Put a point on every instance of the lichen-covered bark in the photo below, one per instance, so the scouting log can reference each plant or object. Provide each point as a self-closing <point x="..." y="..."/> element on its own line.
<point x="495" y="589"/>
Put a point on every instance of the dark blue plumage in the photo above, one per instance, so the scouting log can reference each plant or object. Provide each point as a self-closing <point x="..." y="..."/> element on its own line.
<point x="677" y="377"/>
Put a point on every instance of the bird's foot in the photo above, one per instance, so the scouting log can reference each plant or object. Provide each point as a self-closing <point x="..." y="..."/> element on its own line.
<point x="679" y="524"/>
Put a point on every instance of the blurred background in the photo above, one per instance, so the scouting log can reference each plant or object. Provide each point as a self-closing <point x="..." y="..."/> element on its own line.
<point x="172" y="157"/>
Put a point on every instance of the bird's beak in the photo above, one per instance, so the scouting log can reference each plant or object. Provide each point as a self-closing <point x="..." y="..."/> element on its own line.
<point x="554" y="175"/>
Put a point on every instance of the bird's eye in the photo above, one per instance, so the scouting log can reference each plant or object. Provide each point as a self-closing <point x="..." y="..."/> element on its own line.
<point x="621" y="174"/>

About this task: Your output should start at the line containing "Put a point on every instance of the bird's eye" and stop at the last line of the material, copied exactly, with nothing else.

Exercise answer:
Put a point on every instance of the bird's eye in the photo above, one per instance, so the scouting log can reference each plant or object. Provide each point as a self-closing <point x="..." y="..."/> element on its own line.
<point x="621" y="174"/>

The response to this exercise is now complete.